> _WRITTEN TASK_
Print the line containing "A single pin marks each instance of the spoon head" and each line after it through the end, please, with nothing added.

> _DATA SUPPLIED_
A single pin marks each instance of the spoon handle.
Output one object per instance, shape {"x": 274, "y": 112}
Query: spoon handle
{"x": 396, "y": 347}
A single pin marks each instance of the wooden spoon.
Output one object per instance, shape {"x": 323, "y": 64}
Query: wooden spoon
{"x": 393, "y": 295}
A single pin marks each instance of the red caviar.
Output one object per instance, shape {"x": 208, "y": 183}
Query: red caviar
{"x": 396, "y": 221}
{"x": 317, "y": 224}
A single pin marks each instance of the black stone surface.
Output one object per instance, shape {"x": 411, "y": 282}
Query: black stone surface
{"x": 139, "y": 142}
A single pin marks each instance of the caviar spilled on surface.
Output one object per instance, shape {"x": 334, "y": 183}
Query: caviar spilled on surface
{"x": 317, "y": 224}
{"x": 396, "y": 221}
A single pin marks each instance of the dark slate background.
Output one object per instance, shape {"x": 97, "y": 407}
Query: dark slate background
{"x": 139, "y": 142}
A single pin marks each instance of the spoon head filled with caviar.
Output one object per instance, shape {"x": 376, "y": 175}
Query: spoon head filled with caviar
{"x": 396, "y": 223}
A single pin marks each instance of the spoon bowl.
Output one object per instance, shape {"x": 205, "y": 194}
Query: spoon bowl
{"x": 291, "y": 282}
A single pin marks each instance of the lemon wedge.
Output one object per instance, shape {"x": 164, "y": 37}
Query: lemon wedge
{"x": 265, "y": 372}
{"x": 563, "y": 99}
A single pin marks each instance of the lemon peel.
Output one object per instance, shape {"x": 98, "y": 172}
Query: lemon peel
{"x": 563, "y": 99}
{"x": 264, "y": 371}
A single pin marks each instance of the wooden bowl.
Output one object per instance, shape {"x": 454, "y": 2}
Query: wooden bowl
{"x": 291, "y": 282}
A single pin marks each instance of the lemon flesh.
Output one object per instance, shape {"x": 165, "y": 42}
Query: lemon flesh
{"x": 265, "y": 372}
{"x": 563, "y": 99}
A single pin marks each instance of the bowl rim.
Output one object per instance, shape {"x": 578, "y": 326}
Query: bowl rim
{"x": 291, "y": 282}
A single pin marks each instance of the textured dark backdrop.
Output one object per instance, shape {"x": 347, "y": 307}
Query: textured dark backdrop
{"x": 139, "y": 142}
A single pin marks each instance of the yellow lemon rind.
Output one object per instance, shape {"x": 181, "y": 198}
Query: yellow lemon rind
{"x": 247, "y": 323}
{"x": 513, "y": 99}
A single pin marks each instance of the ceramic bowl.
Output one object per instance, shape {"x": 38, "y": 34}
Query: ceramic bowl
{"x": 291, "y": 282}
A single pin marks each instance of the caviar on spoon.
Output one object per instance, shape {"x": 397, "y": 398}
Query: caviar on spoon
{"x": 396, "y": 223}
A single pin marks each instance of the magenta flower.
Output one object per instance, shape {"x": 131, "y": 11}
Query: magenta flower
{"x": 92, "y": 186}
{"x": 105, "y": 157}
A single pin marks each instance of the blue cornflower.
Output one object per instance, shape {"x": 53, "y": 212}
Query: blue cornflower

> _COMPLETED EXERCISE_
A single pin marks each instance of the spoon head filled with caviar.
Output one object per instance, shape {"x": 376, "y": 175}
Query: spoon head filled with caviar
{"x": 396, "y": 223}
A single pin marks each instance of the spoon bowl.
Output one object per instance, shape {"x": 205, "y": 194}
Query: spoon bowl
{"x": 291, "y": 282}
A single pin marks each instance of the lemon wedge.
Output one object per instance, shape {"x": 164, "y": 37}
Query: lemon wedge
{"x": 265, "y": 372}
{"x": 563, "y": 99}
A single pin marks each instance of the lemon peel.
Output one object per instance, shape {"x": 98, "y": 172}
Query: lemon peel
{"x": 563, "y": 99}
{"x": 264, "y": 371}
A single pin marks each instance of the wooden bowl.
Output one object per instance, shape {"x": 454, "y": 2}
Query: wooden bowl
{"x": 291, "y": 282}
A single pin marks each instance of the lemon flesh.
Output one object per instance, shape {"x": 165, "y": 42}
Query: lemon flesh
{"x": 265, "y": 372}
{"x": 563, "y": 99}
A single pin marks each instance of the bowl rim.
Output one object per instance, shape {"x": 578, "y": 326}
Query: bowl rim
{"x": 291, "y": 282}
A single pin marks each instance of the textured dark backdrop.
Output one object per instance, shape {"x": 347, "y": 307}
Query: textured dark backdrop
{"x": 139, "y": 142}
A single pin marks each instance of the yellow lemon rind.
Output one object per instance, shape {"x": 181, "y": 198}
Query: yellow lemon rind
{"x": 247, "y": 323}
{"x": 513, "y": 99}
A single pin marks each instance of the ceramic bowl.
Output one object per instance, shape {"x": 38, "y": 34}
Query: ceramic bowl
{"x": 291, "y": 282}
A single pin marks each instance of the caviar on spoon.
Output one object per instance, shape {"x": 397, "y": 398}
Query: caviar on spoon
{"x": 396, "y": 223}
A single pin marks each instance of the magenta flower.
Output one object per instance, shape {"x": 131, "y": 11}
Query: magenta flower
{"x": 92, "y": 186}
{"x": 105, "y": 157}
A single pin marks each instance of the blue cornflower.
Output one object per instance, shape {"x": 53, "y": 212}
Query: blue cornflower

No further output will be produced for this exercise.